### WHAT NEEDS TO BE DONE
Copy out the entries below precisely; nothing is to be omitted.

### DATASET ENTRIES
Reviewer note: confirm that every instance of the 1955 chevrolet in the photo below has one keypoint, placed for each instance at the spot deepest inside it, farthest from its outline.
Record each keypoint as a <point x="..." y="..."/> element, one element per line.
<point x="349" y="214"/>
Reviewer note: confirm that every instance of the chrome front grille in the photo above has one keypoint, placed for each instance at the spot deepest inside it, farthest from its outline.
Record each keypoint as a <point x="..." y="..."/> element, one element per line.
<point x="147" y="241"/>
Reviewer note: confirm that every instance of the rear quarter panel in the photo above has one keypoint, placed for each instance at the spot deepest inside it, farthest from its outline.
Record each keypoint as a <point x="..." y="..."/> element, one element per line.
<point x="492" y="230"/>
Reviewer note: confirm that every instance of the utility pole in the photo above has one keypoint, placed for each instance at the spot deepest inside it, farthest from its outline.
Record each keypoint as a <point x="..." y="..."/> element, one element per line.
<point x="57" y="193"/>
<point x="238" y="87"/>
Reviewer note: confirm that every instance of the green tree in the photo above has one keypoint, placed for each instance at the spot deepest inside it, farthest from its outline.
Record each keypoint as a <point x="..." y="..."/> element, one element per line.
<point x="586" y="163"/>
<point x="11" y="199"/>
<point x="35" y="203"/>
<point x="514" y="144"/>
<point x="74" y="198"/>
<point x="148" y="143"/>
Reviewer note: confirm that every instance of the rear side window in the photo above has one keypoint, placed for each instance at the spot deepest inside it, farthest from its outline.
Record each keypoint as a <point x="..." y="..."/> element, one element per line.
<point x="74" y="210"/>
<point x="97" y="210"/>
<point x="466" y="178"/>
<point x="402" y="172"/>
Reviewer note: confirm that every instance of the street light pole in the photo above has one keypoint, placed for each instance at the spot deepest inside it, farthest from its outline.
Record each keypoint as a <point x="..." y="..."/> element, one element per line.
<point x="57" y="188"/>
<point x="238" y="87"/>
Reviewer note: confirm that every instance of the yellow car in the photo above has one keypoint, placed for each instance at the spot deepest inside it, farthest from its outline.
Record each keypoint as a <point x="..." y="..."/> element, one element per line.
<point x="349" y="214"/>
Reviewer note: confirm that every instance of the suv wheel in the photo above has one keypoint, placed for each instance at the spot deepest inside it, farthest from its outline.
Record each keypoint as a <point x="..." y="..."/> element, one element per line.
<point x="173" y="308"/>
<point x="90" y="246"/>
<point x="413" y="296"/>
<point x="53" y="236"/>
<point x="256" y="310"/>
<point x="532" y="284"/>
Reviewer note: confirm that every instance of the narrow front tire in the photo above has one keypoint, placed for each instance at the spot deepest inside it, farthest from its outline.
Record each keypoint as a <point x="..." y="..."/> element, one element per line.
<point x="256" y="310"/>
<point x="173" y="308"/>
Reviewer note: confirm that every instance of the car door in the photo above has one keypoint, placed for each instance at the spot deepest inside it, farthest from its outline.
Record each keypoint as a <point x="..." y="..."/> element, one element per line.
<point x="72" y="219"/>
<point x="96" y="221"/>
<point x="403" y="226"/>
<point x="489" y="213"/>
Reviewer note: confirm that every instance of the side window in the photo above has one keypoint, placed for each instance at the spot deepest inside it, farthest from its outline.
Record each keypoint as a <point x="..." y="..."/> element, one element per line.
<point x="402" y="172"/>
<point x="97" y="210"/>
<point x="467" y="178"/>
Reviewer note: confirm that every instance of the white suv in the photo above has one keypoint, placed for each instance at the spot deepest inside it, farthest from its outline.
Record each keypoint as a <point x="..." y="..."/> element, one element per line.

### ANSWER TO THIS TASK
Reviewer note: confirm that every instance of the 1955 chevrolet in the photo below has one keypoint, placed for each instance at the spot deepest inside it, farthest from its outline.
Record each keypoint as a <point x="..." y="..."/> element, one element per line.
<point x="349" y="214"/>
Reviewer note: confirm that every instance of the chrome front grille in the photo above has one keypoint, placed for each instance at the spot deepest inside it, farthest from its outline.
Record each keypoint as a <point x="..." y="..."/> element, one element per line.
<point x="147" y="241"/>
Reviewer note: confirm that every instance of the rear quarter panel in the photo above has one keypoint, placed for each instance at the spot deepest inside it, farthest from its outline.
Record each keypoint as a <point x="..." y="..."/> element, one element per line.
<point x="492" y="230"/>
Reviewer note: confirm that every instance of the utility pole in the photo above has one keypoint, placed for each instance at the spot deepest inside it, farthest from its outline.
Record each keypoint as a <point x="..." y="..."/> element, one element per line.
<point x="57" y="193"/>
<point x="238" y="87"/>
Reviewer note: confirm that every instance of the green tree in the photo above has one keypoint, placed for each instance at the spot deepest inside it, farthest from its outline.
Record each keypoint as a <point x="..." y="..."/> element, one element per line.
<point x="586" y="163"/>
<point x="11" y="199"/>
<point x="35" y="203"/>
<point x="514" y="144"/>
<point x="74" y="198"/>
<point x="148" y="143"/>
Reviewer note: confirm that every instance of the rear side window in the photo above has one keypoint, placed for each instance at the spot deepest inside it, farthest from its outline.
Record each keypoint as a <point x="..." y="..."/> element, one element per line.
<point x="74" y="210"/>
<point x="97" y="210"/>
<point x="466" y="178"/>
<point x="402" y="172"/>
Reviewer note: confirm that every instance of the street light pole in the photo above has one keypoint, placed for each instance at the spot deepest inside it, farthest from its outline.
Record each keypoint as a <point x="..." y="..."/> element, one element per line.
<point x="57" y="188"/>
<point x="238" y="87"/>
Reviewer note: confirm that every instance of the yellow car in the photo above has one keypoint, placed for each instance at the spot deepest inside it, farthest from its outline.
Record each keypoint as a <point x="..." y="..."/> element, one element per line.
<point x="349" y="214"/>
Reviewer note: confirm that every instance of the suv wheel in the photo above has one keypoint, placed for each instance at the spot deepest inside it, farthest from its outline.
Record each keypoint as a <point x="..." y="..."/> element, one element per line.
<point x="173" y="308"/>
<point x="90" y="246"/>
<point x="413" y="296"/>
<point x="53" y="236"/>
<point x="256" y="310"/>
<point x="532" y="284"/>
Reviewer note: confirm that every instance of the narrow front tire in the photo above has one keypoint, placed for each instance at the spot deepest inside it, farthest from its outline.
Record each keypoint as a <point x="..." y="..."/> element, one element per line.
<point x="256" y="310"/>
<point x="173" y="308"/>
Reviewer note: confirm that every instance of the car door in the photo above has one keypoint, placed for each instance at the spot deepest inside it, farthest from its outline.
Record each keypoint as a <point x="..." y="..."/> element, one element per line.
<point x="72" y="219"/>
<point x="96" y="221"/>
<point x="403" y="226"/>
<point x="489" y="213"/>
Reviewer note: confirm that every instance of the side window in the photo above has one keypoint, placed for each instance at the spot deepest inside it, farthest from its outline.
Record each keypoint as a <point x="..." y="..."/> element, one element per line.
<point x="402" y="172"/>
<point x="97" y="210"/>
<point x="467" y="178"/>
Reviewer note: confirm that every instance of the white suv in the photo above has one keypoint, placed for each instance at the spot deepest inside it, farthest from its outline.
Record each keypoint as a <point x="..." y="..."/> element, one element per line.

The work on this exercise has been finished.